** begin GIVEN RECORDS **

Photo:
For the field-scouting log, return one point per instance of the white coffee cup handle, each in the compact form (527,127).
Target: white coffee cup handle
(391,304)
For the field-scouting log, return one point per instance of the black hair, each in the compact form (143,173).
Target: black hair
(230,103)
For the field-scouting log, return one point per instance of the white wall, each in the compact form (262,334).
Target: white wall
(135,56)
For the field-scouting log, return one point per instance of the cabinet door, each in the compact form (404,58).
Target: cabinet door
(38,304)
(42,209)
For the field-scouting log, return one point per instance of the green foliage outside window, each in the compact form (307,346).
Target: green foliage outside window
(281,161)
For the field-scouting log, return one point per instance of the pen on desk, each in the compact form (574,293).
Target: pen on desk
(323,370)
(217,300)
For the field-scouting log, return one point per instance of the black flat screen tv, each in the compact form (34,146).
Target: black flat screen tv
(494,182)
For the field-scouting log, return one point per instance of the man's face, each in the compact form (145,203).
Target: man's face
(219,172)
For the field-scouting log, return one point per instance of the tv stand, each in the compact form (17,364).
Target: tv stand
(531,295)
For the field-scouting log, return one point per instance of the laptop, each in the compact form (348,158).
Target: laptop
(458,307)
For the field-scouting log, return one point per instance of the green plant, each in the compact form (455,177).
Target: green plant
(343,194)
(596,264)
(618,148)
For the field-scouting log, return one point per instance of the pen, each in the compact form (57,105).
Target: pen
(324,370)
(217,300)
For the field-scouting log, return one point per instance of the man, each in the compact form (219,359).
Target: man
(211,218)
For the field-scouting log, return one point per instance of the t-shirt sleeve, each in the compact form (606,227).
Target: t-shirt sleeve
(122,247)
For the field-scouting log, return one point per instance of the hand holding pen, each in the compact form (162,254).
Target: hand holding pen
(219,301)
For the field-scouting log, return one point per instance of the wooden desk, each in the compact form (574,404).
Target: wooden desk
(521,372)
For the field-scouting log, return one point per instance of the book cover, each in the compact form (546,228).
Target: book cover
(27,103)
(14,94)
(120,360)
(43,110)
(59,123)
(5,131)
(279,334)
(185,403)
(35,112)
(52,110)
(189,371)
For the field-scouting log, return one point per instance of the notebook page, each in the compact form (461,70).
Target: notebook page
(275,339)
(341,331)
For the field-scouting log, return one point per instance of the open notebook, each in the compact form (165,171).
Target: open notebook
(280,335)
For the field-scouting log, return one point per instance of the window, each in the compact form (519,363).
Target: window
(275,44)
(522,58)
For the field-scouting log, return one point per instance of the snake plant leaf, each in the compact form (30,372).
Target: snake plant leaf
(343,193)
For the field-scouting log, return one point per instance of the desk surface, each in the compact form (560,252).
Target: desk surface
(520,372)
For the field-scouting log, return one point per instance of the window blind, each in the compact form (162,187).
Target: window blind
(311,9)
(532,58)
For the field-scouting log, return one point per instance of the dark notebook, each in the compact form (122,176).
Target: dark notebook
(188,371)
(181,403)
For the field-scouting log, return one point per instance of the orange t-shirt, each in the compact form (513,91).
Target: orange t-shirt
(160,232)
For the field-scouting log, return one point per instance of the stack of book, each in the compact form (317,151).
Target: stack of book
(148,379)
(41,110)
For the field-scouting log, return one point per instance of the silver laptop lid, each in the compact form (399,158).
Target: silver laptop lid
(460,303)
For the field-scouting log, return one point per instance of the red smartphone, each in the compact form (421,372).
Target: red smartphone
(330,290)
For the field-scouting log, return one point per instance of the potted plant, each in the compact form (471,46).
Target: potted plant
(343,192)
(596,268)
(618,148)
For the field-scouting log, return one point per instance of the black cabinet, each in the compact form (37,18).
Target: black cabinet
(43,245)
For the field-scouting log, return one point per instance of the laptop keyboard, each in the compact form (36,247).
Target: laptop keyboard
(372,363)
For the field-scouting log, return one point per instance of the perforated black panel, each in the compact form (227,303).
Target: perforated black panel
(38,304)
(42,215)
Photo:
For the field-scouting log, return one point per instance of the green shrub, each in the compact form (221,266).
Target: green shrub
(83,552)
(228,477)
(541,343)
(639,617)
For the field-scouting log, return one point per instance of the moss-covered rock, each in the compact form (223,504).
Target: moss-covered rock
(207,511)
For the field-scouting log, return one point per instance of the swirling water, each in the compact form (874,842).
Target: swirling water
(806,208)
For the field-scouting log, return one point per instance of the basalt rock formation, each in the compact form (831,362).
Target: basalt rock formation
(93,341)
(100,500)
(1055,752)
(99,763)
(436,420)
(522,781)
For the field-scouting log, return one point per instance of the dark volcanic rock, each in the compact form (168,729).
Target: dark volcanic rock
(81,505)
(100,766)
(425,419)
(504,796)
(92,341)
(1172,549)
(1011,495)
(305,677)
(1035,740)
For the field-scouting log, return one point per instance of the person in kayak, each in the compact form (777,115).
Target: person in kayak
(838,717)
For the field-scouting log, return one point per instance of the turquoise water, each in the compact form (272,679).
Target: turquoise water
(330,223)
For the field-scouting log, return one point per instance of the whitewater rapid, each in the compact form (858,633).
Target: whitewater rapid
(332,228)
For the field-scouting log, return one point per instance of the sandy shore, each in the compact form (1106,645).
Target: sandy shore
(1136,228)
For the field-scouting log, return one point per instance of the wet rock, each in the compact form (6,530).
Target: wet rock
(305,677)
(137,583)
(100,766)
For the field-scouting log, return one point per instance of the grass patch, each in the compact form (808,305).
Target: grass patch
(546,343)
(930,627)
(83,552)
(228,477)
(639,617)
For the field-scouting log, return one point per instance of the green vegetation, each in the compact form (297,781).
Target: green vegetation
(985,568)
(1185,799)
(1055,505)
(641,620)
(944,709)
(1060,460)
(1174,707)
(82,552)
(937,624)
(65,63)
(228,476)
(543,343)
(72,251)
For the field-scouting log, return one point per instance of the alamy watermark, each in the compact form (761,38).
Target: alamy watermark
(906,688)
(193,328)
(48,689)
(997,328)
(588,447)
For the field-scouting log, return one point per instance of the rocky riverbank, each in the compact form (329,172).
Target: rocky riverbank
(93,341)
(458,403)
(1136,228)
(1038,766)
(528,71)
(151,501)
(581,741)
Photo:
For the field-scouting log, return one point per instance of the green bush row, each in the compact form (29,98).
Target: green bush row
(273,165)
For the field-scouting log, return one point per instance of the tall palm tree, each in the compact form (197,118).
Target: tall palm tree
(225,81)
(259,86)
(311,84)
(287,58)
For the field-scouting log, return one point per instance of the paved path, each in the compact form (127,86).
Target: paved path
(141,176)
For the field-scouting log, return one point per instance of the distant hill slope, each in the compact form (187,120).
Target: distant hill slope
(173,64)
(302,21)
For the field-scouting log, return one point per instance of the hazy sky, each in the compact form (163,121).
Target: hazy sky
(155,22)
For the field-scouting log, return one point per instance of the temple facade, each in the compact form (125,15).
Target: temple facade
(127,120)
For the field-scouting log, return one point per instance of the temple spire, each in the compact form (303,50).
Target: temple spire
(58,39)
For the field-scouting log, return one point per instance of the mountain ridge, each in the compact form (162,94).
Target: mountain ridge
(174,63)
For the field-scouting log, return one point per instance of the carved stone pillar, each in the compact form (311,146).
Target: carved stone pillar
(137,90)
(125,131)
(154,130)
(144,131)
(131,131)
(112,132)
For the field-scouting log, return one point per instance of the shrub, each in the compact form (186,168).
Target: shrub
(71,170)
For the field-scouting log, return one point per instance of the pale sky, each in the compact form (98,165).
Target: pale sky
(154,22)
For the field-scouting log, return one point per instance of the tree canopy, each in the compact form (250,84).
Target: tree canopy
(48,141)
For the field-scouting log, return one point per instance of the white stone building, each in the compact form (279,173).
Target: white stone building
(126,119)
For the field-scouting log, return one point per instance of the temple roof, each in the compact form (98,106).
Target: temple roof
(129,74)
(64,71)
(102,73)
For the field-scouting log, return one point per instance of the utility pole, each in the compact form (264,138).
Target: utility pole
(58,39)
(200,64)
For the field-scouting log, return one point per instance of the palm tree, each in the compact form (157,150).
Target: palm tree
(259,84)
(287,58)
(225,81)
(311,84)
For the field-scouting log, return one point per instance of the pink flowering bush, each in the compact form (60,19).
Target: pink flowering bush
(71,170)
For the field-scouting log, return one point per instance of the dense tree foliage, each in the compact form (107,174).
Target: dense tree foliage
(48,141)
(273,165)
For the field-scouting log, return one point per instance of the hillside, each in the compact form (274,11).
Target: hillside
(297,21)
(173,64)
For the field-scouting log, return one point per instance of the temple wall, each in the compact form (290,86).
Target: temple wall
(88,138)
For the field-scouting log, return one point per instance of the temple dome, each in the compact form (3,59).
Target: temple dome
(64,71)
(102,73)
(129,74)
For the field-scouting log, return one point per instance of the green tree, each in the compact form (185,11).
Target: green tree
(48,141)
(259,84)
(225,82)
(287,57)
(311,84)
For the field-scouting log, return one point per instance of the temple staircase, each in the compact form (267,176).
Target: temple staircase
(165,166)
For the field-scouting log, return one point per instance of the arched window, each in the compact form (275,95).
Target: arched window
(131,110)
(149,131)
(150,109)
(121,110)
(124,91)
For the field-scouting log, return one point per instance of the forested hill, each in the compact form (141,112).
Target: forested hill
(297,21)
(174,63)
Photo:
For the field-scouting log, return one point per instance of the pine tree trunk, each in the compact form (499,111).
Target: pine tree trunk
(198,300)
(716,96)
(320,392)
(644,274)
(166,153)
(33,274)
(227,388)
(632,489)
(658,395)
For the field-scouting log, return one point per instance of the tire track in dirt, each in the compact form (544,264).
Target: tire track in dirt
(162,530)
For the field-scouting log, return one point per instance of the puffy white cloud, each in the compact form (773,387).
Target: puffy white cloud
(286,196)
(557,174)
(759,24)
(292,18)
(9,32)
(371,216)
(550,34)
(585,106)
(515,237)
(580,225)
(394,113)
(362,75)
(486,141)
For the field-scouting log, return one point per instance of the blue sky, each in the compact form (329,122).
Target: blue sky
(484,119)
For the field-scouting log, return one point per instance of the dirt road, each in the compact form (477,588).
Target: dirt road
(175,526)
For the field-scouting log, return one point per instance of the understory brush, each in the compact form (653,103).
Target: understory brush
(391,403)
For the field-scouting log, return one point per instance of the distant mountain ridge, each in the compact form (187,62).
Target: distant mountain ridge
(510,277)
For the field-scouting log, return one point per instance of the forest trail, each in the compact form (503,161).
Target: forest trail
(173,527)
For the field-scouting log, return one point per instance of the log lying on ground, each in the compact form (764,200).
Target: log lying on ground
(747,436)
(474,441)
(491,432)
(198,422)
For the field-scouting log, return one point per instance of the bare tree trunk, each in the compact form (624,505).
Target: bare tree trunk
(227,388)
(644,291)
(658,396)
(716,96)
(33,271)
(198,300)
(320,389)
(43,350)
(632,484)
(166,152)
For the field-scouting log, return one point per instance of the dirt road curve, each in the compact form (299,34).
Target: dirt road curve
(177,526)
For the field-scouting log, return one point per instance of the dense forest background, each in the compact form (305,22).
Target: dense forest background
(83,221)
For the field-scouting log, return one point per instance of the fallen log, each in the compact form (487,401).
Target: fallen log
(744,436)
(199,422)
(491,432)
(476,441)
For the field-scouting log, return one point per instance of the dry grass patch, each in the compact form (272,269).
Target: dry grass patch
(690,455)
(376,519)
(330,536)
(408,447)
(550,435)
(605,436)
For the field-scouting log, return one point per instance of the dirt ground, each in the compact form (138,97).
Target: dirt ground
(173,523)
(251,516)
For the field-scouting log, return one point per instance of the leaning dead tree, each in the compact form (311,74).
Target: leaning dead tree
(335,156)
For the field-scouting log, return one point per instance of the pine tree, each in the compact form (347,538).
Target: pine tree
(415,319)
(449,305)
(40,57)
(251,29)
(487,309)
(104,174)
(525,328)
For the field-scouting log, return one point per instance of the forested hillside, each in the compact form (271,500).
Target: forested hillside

** end GIVEN RECORDS **

→ GOAL
Please write out the records as a numbered list, starting with the line that contains "compact form (347,538)." and running through the end of the records, with blank lines left out.

→ THE ANSWER
1. For the field-scouting log, return one point per instance of the pine tree, each in the compact form (347,538).
2. Target: pine tree
3. (415,319)
4. (449,305)
5. (40,57)
6. (251,29)
7. (487,309)
8. (104,174)
9. (525,328)
10. For the field-scouting log, return one point per instance of the forested hillside, each in the compact form (271,500).
11. Target: forested hillside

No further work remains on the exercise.